### EXTRACT TO READ
^^^^^^^^

Modeling and Simulation of Artificial Core-Shell Based Nanodielectrics for Electrostatic Capacitors Applications
Comsol
October 13, 2011
The need for high storage capacitors led to
the development of polymer based capacitors.
Polymers have high processability, mechanical
flexibility, electrical breakdown strength and
compatibility with printed circuit board (PCB)
technologies but usually have very low permittivity
(K). The permittivity of the polymer as well as its
dielectric strength can be tuned to desired
characteristics by introducing metallic nano fillers. In
the 2010 COMSOL Multiphysics conference, we
presented characteristics of capacitors fabricated with
Au (core) and SiO2 (shell) nano composites,
dispersed in Polyvinyl Pyrrolidine (PVP) polymer
solution. Effective Medium Theories (EMT) of
Maxwell-Garnett, Bruggeman and Looyenga models
were employed to calculate K value. It was found
that with increase in volume loading of the Au
nanofiller, K value of the composite increases. The
dielectric permittivity of modified PVP increased
from 7 to 1400 at percolation threshold using AuSiO2 core-shell nanoparticles. In this work, the Au
nanoparticle and SiO2 shell are replaced by silver
(Ag) and polystyrene (PS) shell, respectively. The
usage of polymer coating instead of SiO2 cuts down a
step in the preparation of core-shell nanoparticles,
thus making the process simpler and cost effective.

^^^^^^^^

### SOURCE MATERIAL
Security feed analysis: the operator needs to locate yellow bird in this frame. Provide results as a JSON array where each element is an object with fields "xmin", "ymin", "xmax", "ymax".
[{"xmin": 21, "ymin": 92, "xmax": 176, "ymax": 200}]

^^^^^^^^

### COMPLETE THE FOLLOWING
**1)** In the abstract on core-shell nanodielectrics, what materials take the place of the Au nanoparticle and the SiO2 shell in this work?
**2)** Please carry on the abstract on core-shell nanodielectrics from its final sentence.
You won't need the data above.

### TASK ANSWERS
**1)** Silver (Ag) replaces the Au core, and a polystyrene (PS) shell replaces the SiO2 shell.

**2)**
Removal of SiO2 layer increases the polarization
around the metallic core as a result of improvement
in the acting electrical potential. This modification
also leads to significant cost reduction in the
fabrication process ingredients as Ag is less
expensive than Au. Improved electrical performance
can also be achieved, since Ag presents higher
conductivity than Au. In COMSOL Multiphysics
software, the AC/DC module is selected and the Inplane electric currents are applied to the physical
model. The modified EMT is applied to the polymer
core-shell to calculate the effective electrical
properties of the composite. The percolation data
analysis is used to predict the maximum theoretical K
value of the composite and results of both 2D and 3D
models under different amount of filler loading are
presented.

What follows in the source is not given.